**EXERCISE DESCRIPTION**.
Which lines of the data contain the word "follow"? Extract each of those lines in full, treating uppercase and lowercase as different.
(DATA SUPPLIED Opens)
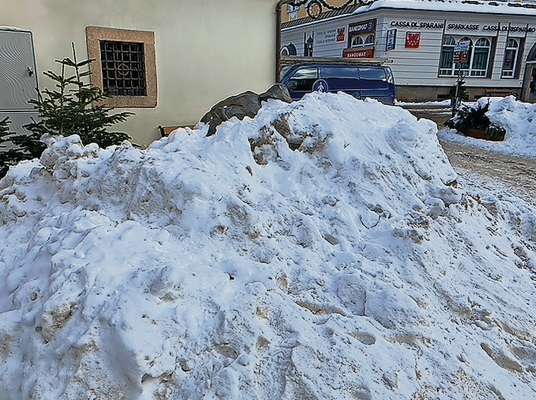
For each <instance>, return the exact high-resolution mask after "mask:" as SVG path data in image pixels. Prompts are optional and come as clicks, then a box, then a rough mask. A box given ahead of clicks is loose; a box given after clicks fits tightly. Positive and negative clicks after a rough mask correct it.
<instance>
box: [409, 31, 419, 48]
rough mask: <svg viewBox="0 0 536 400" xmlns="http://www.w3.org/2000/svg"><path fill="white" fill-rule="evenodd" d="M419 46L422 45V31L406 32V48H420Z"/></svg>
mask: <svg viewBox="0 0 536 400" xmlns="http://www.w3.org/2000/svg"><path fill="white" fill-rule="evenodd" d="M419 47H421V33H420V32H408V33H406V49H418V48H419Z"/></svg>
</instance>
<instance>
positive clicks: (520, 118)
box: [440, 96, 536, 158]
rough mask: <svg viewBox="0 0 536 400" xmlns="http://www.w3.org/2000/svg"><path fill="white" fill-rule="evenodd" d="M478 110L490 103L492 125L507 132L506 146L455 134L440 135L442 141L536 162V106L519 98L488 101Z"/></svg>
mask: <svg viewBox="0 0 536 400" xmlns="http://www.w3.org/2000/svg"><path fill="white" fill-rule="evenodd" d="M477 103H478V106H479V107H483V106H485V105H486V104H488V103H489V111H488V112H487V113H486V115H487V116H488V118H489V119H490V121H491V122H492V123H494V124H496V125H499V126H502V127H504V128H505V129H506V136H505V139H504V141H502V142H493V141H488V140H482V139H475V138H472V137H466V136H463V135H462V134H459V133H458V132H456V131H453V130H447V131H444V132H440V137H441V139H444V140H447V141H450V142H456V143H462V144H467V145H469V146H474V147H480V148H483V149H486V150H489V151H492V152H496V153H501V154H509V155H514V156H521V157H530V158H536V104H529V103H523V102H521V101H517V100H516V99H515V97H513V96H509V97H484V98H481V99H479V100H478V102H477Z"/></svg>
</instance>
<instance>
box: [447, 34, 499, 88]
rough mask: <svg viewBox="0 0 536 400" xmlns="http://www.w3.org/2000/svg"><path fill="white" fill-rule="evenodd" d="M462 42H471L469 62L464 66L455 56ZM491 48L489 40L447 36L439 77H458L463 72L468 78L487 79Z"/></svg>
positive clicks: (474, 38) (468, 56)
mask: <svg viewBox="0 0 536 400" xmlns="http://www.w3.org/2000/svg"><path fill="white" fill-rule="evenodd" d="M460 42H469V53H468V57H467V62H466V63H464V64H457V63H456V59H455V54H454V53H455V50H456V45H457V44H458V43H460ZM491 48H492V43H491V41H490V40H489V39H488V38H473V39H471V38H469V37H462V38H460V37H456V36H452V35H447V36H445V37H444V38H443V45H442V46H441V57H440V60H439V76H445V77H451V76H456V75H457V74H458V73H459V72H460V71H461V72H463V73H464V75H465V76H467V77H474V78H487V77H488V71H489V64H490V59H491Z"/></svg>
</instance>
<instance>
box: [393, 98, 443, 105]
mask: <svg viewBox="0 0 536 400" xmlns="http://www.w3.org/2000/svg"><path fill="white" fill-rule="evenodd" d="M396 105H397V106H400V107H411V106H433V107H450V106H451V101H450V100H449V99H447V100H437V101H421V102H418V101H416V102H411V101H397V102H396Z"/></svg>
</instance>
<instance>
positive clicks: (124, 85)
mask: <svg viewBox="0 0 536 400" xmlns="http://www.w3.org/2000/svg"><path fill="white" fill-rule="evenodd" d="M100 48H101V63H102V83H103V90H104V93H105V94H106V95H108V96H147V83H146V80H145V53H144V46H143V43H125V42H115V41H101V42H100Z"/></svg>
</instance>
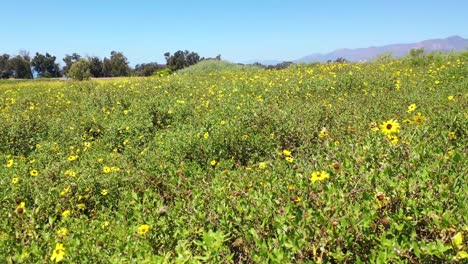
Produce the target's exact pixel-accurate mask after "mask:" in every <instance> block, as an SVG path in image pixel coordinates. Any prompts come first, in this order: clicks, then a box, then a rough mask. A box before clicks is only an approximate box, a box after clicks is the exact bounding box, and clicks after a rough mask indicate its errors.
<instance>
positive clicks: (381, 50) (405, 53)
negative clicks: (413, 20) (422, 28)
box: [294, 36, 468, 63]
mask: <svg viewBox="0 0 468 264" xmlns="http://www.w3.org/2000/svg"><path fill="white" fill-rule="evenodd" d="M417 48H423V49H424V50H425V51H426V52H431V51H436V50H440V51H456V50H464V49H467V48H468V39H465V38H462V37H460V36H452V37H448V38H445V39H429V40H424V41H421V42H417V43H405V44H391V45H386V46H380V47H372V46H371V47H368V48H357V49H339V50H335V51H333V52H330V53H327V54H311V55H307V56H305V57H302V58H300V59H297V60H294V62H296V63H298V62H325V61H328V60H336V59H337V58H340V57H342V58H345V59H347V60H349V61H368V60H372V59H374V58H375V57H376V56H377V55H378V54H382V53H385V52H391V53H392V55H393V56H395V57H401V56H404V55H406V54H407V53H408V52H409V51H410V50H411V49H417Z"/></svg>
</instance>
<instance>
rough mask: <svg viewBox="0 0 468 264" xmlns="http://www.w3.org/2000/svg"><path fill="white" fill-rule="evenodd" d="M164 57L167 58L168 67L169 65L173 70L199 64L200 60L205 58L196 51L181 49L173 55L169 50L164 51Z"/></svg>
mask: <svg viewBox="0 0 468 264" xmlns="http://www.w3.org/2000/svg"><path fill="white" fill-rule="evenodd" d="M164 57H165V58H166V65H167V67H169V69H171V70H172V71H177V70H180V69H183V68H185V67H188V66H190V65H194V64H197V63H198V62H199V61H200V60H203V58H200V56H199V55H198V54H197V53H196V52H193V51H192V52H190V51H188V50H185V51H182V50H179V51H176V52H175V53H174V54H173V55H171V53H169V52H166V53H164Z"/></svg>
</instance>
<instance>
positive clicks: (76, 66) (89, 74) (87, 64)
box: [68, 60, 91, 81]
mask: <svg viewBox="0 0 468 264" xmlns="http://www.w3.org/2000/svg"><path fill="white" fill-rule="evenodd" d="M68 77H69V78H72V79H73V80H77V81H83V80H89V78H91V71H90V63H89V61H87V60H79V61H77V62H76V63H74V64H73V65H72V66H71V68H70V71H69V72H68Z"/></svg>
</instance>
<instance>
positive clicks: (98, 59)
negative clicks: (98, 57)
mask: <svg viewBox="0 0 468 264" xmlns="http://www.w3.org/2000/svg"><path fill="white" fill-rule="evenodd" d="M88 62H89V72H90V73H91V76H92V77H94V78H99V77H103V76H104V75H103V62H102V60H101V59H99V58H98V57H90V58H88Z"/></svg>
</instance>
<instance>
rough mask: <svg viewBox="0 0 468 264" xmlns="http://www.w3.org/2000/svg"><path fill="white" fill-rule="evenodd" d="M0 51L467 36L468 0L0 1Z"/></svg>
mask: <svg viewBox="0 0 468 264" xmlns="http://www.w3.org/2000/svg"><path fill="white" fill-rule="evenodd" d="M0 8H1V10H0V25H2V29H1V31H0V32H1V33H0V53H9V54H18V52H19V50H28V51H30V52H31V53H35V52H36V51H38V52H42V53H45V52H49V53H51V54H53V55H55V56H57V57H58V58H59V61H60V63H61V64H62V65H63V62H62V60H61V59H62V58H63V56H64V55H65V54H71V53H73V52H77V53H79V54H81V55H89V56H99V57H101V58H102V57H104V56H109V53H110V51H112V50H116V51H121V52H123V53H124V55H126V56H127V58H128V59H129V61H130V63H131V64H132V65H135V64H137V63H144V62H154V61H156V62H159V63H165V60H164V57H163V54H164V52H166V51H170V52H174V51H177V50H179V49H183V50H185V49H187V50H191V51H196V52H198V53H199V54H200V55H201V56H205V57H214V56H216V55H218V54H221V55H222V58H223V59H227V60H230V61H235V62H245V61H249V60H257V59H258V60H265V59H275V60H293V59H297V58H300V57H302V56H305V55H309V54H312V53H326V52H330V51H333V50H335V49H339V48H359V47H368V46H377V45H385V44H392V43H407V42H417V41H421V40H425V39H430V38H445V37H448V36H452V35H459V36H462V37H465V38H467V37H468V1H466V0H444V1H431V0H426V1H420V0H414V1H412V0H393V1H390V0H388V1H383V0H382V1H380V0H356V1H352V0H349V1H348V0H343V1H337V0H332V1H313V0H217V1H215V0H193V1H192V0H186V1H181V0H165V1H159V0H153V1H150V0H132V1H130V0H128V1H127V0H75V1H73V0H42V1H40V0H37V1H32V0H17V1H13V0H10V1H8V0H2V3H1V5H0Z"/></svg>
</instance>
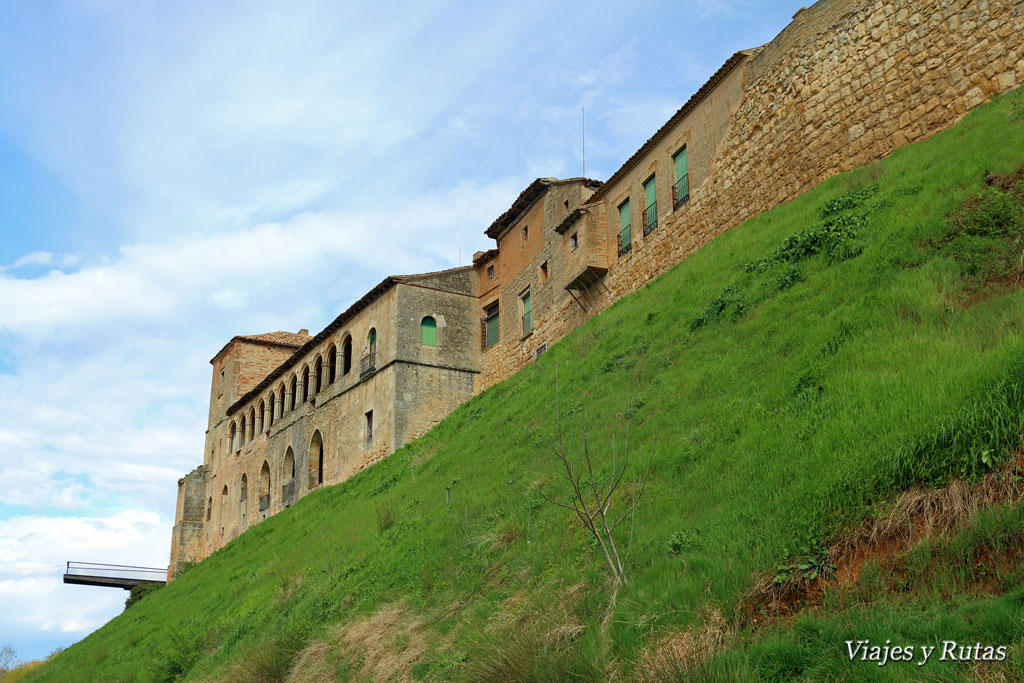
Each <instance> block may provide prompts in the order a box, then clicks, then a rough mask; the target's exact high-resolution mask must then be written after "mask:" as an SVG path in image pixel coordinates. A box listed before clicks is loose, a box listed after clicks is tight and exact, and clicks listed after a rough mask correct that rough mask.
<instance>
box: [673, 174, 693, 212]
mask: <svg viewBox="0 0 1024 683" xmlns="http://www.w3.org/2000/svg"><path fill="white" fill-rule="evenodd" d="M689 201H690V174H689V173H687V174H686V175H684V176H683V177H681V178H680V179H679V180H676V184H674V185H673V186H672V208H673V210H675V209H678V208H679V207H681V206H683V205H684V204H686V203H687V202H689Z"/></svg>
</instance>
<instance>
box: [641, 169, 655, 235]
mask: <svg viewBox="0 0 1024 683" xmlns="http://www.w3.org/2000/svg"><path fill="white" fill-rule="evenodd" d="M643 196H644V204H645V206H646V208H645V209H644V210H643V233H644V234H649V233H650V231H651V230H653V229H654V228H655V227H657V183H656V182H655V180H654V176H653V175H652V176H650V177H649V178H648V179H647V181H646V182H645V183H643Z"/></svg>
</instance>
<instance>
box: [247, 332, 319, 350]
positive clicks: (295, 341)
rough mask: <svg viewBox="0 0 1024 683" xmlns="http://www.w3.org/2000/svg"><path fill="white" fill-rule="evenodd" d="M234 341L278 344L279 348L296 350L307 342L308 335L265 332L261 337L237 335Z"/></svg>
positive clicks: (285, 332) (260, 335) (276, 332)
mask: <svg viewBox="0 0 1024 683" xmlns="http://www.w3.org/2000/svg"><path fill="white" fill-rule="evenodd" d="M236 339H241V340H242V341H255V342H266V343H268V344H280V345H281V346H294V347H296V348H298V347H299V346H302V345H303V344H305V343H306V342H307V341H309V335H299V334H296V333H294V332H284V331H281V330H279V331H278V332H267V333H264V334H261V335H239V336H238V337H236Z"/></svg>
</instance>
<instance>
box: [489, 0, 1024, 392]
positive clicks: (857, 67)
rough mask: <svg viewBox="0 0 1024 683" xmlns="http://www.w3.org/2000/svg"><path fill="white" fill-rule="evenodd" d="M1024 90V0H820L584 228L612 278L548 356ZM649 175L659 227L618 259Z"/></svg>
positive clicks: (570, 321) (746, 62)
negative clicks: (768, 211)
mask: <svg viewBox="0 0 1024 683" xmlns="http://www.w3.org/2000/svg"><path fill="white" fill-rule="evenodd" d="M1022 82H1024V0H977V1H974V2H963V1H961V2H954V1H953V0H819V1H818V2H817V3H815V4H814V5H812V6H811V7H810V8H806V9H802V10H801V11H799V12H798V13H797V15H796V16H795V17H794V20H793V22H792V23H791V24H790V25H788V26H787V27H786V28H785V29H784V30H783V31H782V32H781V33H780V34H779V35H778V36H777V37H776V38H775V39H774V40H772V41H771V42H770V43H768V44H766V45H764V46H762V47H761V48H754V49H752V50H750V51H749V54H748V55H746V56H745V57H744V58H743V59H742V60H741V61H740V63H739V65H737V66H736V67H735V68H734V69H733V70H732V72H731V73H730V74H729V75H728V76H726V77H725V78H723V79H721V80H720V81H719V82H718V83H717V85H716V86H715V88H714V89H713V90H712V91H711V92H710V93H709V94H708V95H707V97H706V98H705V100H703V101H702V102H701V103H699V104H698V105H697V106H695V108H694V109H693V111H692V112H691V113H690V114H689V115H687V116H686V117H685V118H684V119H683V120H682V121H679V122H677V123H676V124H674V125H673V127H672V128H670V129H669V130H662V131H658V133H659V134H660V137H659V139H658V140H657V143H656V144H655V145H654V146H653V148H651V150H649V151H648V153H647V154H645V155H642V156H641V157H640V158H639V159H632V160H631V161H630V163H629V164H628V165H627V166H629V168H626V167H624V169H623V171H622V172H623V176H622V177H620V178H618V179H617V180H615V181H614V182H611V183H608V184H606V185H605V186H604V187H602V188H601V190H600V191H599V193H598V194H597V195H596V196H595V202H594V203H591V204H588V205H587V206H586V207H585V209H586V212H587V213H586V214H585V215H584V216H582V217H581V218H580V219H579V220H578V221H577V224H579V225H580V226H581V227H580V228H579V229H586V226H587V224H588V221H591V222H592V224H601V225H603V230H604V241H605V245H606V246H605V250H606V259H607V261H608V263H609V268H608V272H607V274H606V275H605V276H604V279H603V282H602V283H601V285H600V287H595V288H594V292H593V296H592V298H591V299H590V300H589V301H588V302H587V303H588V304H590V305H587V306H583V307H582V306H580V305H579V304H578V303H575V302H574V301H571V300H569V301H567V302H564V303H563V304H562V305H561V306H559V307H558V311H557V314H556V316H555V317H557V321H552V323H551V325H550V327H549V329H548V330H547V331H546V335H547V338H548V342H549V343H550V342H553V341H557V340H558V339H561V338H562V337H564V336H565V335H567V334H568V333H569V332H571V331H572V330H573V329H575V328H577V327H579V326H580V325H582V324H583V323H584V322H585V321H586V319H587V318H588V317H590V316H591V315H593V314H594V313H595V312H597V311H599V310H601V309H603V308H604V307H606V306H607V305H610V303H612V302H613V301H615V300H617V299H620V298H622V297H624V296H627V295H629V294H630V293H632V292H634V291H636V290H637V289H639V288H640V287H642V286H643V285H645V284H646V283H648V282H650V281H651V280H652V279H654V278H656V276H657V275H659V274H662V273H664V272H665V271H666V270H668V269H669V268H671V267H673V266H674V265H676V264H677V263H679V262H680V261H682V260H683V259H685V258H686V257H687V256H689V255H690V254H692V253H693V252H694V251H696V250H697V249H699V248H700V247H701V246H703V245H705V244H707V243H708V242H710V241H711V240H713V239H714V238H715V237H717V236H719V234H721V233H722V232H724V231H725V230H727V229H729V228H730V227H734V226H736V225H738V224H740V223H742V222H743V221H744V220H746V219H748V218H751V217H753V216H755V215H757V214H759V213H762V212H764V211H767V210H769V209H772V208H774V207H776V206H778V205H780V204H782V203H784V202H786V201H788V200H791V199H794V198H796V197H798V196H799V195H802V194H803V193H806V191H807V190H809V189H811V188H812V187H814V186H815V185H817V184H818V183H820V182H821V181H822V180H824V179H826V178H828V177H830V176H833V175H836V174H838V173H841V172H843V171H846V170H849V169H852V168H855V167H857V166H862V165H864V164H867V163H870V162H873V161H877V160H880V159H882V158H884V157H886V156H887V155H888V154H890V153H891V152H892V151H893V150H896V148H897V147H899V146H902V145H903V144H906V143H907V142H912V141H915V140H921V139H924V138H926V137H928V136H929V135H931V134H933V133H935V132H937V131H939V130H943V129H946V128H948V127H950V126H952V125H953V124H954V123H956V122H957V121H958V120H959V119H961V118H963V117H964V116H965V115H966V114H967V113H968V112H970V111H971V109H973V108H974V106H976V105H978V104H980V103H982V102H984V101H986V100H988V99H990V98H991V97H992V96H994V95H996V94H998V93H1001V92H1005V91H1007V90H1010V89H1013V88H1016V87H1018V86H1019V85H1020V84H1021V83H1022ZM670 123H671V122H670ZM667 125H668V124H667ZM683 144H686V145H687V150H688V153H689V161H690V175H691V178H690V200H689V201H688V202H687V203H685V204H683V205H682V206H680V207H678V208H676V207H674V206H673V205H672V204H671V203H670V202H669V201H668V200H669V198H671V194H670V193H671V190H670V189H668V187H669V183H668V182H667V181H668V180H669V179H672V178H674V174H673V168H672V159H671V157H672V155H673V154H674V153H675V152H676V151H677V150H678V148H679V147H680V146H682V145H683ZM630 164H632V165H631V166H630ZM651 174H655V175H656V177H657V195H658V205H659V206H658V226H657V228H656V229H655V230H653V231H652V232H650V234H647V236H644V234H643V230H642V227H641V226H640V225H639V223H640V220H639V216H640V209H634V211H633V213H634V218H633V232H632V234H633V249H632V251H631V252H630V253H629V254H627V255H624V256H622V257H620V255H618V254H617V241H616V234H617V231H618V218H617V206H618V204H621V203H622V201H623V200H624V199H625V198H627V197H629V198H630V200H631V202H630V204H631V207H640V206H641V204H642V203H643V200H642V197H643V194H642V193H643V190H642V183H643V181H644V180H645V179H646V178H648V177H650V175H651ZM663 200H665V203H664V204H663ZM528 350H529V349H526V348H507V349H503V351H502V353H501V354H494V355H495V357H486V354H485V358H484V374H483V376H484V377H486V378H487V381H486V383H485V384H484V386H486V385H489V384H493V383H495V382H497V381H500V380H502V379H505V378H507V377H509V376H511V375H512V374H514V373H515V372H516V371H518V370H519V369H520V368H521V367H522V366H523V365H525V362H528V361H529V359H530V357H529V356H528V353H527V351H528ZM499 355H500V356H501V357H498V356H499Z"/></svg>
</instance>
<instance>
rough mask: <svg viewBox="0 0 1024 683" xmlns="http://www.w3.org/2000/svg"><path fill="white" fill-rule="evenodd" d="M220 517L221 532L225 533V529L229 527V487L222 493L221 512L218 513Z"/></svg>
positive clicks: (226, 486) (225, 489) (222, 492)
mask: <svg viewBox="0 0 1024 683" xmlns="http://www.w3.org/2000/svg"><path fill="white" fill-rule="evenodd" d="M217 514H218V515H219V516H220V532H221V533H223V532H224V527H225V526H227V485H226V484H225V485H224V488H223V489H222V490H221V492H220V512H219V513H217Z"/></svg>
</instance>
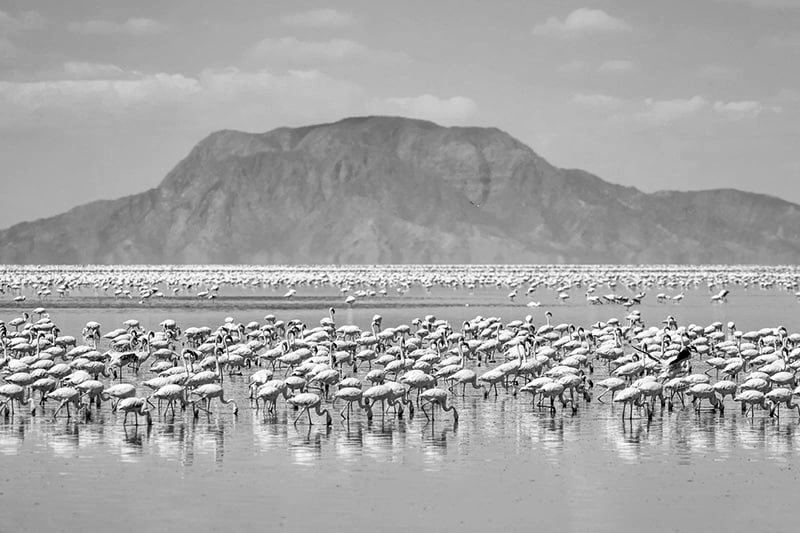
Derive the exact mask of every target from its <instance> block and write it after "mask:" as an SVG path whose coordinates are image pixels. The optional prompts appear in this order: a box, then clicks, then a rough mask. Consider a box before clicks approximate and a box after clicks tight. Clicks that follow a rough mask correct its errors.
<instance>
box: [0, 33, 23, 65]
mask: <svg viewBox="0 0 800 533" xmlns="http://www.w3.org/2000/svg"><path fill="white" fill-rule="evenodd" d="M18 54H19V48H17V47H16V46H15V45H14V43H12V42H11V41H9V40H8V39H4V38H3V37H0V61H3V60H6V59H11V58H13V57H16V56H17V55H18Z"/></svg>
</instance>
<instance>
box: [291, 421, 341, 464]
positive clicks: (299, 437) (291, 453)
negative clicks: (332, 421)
(DATA SUPPLIED Closes)
**RESPONSE TO THE TASK**.
Derive the exact mask of every target from its <instance> block and write it after "mask:" as an SVG path whose coordinates are image pixels. The optional prompts appear in this order: a box, then clicks, then a rough mask. Consider a box before clicks approximate and a box after clicks tight. Clicks that follow a rough mask correct its errors.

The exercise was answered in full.